- [Excerpt]
[START]

The Soldiers' Monument is a war memorial located at the head of Main Hill on the west end of downtown Bridgton, Maine. The memorial stands 36 feet high and features a 13.5 foot tall bronze statue of a soldier on its pedestal. The monument honors the many Civil War enlistments from Bridgton, which numbered 79 in 1861, 75 in 1862, and 41 in 1863.

== History ==
There had long been a desire among Bridgton residents to erect a memorial after the close of the Civil War, but lack of funds was a major obstacle. Following a renewed effort, former Maine governor Henry B. Cleaves, originally from Bridgton, emerged as a major donor, and Hallowell Granite Works was commissioned to build the monument.

[END]

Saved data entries
[START]

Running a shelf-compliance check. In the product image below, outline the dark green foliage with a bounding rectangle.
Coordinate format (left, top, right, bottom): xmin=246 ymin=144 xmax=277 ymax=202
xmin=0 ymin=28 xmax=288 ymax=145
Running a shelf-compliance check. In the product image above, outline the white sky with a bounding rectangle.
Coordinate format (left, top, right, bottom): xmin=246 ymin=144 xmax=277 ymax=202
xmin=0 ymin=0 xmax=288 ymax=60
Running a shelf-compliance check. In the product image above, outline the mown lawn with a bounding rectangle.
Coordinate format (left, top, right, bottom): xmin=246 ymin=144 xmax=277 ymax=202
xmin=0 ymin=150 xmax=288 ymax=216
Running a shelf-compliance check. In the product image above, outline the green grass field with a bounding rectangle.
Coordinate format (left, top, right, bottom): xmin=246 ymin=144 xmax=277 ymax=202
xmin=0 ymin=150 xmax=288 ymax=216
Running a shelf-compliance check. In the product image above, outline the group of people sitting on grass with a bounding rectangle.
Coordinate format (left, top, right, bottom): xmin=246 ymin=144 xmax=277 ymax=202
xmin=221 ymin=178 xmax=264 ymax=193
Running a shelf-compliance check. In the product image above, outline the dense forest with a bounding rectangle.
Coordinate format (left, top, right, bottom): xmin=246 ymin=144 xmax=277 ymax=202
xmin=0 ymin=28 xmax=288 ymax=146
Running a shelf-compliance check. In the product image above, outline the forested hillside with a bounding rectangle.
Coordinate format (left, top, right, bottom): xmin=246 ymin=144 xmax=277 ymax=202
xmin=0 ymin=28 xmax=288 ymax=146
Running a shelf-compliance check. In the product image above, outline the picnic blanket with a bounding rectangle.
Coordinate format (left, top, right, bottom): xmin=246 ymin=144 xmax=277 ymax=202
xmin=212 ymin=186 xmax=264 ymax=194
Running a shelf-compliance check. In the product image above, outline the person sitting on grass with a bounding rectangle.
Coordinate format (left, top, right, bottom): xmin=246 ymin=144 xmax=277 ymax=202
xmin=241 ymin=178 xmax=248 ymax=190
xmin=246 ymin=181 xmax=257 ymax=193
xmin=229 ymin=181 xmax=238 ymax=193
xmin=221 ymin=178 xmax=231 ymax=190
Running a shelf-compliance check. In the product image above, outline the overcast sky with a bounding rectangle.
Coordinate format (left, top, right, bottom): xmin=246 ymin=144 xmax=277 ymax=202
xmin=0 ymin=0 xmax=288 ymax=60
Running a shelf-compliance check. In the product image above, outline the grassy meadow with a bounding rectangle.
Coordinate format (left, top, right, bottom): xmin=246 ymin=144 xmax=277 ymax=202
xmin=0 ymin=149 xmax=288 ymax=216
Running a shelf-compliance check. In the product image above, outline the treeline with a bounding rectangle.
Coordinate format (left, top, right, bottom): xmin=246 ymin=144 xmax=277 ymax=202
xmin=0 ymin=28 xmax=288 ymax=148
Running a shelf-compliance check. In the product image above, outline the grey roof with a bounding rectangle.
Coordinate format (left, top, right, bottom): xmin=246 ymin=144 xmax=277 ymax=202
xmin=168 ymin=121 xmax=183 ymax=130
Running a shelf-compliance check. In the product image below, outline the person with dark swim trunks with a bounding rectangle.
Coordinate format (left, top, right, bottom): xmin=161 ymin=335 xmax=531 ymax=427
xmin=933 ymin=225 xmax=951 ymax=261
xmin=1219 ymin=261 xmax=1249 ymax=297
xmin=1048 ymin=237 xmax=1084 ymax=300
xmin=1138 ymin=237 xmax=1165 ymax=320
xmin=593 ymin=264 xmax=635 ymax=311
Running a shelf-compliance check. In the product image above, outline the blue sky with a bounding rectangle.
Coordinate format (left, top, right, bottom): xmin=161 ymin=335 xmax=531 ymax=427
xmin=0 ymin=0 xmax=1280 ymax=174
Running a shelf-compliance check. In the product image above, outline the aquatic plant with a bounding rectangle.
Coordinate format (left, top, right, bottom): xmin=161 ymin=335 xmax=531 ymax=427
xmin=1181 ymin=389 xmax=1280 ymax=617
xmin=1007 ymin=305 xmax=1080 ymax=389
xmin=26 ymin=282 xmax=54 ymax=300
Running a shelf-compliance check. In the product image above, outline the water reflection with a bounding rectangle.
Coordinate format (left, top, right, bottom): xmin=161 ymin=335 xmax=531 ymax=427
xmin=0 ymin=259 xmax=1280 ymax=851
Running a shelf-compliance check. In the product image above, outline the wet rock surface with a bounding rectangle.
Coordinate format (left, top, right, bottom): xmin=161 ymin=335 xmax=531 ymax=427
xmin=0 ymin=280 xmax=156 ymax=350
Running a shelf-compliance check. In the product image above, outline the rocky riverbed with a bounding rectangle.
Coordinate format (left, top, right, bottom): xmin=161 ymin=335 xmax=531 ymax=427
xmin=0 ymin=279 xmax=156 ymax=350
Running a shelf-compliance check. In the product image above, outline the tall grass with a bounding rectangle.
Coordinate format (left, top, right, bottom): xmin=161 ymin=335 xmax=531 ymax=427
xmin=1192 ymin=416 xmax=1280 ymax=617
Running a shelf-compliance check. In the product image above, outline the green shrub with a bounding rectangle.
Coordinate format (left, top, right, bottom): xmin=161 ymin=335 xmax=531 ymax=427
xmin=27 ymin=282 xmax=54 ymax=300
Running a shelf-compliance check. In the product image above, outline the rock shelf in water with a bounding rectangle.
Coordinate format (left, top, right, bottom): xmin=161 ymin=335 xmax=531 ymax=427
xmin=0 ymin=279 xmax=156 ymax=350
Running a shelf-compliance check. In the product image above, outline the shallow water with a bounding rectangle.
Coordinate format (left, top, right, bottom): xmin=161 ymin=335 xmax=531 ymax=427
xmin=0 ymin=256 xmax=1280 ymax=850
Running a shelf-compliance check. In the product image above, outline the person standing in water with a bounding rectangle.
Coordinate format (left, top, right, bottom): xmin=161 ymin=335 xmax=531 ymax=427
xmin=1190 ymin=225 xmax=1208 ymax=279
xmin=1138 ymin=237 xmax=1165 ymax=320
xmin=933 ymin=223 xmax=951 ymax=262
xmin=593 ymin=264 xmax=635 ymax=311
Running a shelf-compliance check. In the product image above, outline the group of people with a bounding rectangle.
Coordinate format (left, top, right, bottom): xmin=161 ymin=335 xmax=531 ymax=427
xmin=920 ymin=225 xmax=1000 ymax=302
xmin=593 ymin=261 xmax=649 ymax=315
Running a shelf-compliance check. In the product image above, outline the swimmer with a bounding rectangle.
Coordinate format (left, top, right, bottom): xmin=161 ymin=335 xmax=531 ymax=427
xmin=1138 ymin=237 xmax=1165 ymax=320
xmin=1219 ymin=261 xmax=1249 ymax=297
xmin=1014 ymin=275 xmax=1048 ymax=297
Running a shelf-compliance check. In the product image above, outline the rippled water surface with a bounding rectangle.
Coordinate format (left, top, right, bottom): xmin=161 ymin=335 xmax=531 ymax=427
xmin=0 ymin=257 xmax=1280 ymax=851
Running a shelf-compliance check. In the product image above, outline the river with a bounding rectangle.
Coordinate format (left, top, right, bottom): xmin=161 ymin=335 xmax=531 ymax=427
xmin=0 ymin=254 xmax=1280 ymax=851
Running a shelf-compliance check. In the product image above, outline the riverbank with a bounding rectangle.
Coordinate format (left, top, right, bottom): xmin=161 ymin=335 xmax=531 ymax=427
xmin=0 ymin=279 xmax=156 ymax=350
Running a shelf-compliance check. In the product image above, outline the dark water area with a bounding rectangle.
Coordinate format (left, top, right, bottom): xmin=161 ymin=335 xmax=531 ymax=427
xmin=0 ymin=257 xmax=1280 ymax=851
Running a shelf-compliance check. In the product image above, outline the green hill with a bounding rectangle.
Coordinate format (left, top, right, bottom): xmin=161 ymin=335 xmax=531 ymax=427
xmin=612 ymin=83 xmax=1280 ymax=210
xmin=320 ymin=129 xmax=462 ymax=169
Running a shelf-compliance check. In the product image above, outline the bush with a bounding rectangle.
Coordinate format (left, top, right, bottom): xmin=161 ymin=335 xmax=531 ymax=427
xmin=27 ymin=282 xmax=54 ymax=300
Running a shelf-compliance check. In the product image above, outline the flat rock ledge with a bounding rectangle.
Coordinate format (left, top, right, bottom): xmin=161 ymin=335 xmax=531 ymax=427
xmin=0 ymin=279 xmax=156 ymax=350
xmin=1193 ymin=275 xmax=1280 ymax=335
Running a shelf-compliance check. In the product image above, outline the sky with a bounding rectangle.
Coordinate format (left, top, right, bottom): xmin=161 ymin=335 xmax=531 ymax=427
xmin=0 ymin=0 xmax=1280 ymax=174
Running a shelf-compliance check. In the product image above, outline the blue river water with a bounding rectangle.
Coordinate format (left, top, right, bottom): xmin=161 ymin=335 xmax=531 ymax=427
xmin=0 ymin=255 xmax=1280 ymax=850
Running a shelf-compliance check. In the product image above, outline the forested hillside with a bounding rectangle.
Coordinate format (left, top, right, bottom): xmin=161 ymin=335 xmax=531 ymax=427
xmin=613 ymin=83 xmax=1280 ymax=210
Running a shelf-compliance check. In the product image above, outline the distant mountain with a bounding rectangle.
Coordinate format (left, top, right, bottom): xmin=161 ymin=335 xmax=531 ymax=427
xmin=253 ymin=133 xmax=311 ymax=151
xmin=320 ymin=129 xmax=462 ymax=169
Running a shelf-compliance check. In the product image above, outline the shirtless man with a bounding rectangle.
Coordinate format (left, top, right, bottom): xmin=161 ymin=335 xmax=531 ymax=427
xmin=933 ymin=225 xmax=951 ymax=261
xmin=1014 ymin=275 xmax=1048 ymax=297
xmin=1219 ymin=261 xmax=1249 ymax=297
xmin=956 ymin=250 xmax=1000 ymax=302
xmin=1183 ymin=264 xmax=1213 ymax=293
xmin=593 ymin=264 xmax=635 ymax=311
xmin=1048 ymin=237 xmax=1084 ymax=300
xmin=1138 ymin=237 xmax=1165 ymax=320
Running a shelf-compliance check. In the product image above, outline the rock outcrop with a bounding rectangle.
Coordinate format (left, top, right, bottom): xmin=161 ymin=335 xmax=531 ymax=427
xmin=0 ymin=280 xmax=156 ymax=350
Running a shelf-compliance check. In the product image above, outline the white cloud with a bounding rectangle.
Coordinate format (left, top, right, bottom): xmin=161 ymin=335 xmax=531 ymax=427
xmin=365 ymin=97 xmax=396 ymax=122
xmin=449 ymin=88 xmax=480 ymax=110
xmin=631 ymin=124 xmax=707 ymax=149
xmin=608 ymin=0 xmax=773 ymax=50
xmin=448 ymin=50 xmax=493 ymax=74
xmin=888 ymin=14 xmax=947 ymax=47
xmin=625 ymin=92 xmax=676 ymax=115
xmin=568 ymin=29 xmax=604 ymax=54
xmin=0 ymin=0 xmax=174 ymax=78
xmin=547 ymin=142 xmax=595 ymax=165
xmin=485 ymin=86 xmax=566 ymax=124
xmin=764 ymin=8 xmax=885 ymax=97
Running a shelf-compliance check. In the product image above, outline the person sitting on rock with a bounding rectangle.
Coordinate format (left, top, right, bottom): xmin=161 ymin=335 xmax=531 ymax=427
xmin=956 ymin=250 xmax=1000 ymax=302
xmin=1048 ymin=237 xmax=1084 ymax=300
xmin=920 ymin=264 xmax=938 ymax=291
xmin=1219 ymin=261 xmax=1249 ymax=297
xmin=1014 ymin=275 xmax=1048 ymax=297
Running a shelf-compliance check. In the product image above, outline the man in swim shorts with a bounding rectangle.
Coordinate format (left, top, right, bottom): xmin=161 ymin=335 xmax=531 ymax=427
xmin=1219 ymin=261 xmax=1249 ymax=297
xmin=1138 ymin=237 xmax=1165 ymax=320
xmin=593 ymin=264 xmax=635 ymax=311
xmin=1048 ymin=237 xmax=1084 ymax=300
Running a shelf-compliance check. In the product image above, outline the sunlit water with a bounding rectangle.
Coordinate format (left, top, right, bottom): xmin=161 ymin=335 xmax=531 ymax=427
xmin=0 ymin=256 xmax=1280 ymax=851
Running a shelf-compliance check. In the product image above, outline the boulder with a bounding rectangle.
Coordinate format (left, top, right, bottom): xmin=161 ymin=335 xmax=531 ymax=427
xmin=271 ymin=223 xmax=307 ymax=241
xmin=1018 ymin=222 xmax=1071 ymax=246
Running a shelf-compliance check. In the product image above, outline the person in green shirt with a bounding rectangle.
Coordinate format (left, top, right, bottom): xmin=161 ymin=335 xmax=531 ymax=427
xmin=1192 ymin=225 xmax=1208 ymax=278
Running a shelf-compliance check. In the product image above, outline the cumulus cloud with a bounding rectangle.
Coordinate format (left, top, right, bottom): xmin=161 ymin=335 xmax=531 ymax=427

[END]

- [Written tasks]
A – In the Soldiers' Monument passage, how tall is the bronze statue of the soldier?
B – Reproduce the part of the Soldiers' Monument passage starting with "The Soldiers' Monument" and going on through "41 in 1863.".
The rows are not needed for any of this work.

- [Answer set]
A – The bronze statue is 13.5 feet tall.

B –
The Soldiers' Monument is a war memorial located at the head of Main Hill on the west end of downtown Bridgton, Maine. The memorial stands 36 feet high and features a 13.5 foot tall bronze statue of a soldier on its pedestal. The monument honors the many Civil War enlistments from Bridgton, which numbered 79 in 1861, 75 in 1862, and 41 in 1863.